* EXTRACT:
+++

The naming and classification of microbial life

The naming and classification of microbial life is a necessity to fully understand the various forms microbes consist of. The current system of using binomial nomenclature for organisms had originated from the publication of Species Plantarum, a work of Carolus Linnaeus, a Swedish botanist of the eighteenth century. Linnaeus provided a naming and classification system that had grouped organisms based on characteristic similarity. He grouped organisms that could interbreed successfully into categories known as species. He had grouped species into genera, genera were grouped into families, families were grouped into orders, orders were grouped into classes, classes were grouped into phyla, and phyla were grouped into kingdoms. The name of an organism using Linnaeus’ system consisted of a genus name that was always a noun, and a specific epithet.

+++

* DATA PROVIDED:

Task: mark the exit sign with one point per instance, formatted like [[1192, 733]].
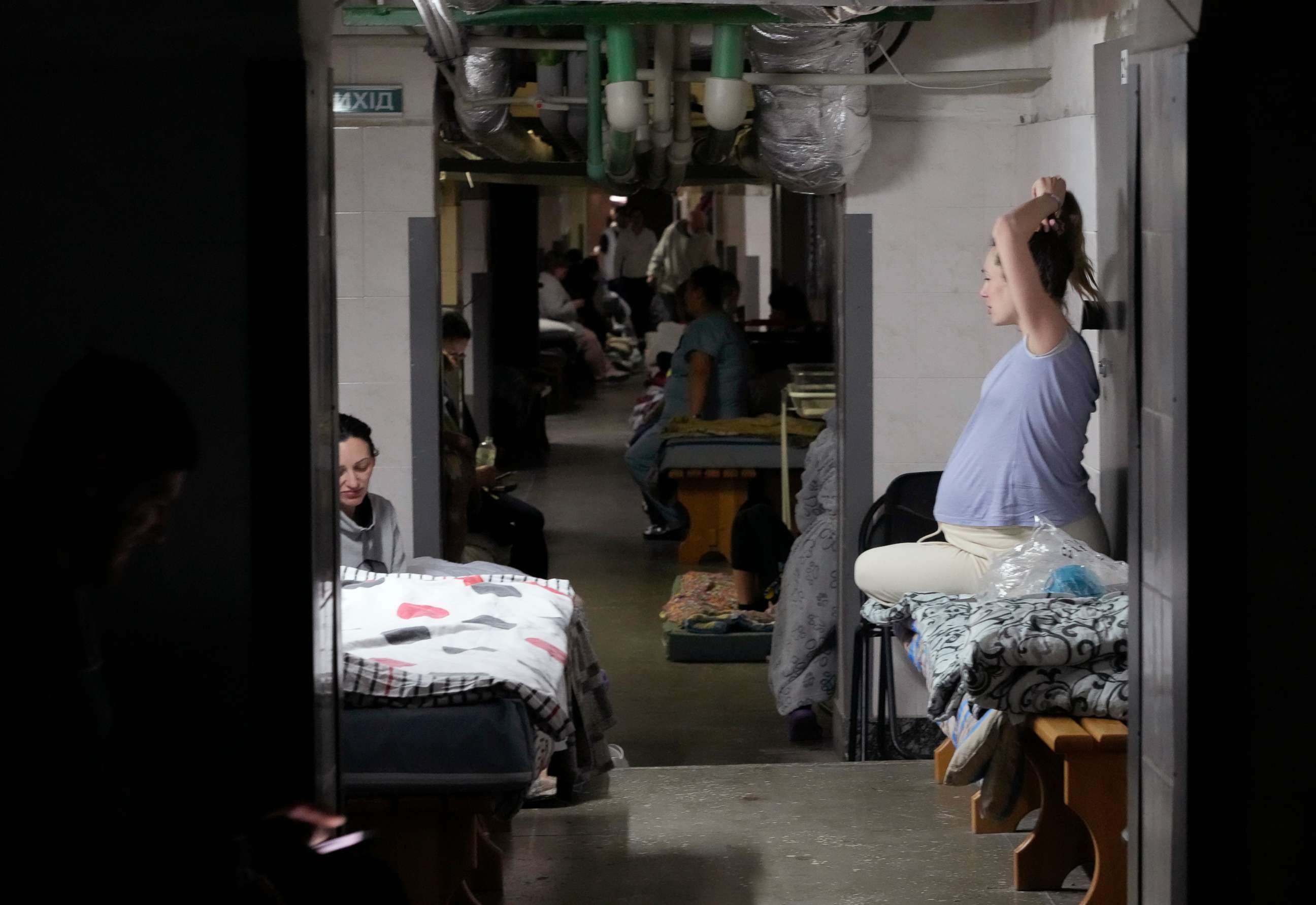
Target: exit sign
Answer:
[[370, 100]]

+++

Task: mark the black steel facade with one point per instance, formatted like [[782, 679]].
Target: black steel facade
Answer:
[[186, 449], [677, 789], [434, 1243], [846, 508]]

+++

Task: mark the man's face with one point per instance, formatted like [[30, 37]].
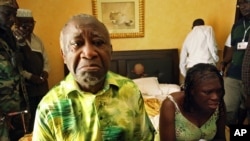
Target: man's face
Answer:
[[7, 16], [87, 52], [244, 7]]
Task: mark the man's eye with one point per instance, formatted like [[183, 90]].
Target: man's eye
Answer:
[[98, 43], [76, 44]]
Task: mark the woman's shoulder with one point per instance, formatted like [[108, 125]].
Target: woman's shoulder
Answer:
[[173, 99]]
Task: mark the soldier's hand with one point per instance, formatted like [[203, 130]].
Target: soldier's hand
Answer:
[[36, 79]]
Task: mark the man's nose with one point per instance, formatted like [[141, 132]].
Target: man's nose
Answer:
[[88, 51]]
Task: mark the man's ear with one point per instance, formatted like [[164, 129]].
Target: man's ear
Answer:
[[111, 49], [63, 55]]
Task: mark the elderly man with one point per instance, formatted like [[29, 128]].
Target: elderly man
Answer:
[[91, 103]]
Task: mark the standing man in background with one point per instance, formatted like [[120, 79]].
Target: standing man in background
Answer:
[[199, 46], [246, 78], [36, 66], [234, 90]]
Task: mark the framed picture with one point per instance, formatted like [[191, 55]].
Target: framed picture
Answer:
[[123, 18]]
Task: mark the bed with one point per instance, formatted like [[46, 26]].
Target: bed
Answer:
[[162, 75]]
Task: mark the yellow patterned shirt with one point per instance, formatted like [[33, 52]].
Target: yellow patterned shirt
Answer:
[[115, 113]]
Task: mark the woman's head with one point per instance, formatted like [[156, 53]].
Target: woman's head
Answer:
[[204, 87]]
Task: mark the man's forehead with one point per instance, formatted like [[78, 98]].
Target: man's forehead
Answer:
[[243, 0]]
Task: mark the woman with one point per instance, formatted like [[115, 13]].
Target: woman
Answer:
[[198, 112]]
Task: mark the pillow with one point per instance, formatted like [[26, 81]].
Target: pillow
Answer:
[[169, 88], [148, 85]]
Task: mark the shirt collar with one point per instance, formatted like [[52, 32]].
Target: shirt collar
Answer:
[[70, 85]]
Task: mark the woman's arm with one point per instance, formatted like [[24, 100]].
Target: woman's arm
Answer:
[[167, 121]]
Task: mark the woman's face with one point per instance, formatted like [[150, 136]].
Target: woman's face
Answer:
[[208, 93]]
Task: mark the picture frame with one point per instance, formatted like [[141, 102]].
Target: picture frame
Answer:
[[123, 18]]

+++

* STUDY QUESTIONS:
• A. Translate this sentence from the text on microbial classification into Spanish: "He grouped organisms that could interbreed successfully into categories known as species."
• B. Answer these questions from the text on microbial classification:
(i) From which publication did the current system of binomial nomenclature originate?
(ii) Into what were phyla grouped?
(iii) What kind of word was a genus name always?
The listing has no connection to the text on microbial classification.

* OUTPUTS BY TASK:
• A. Agrupó a los organismos que podían cruzarse con éxito en categorías conocidas como especies.

• B.
(i) Species Plantarum
(ii) Kingdoms
(iii) A noun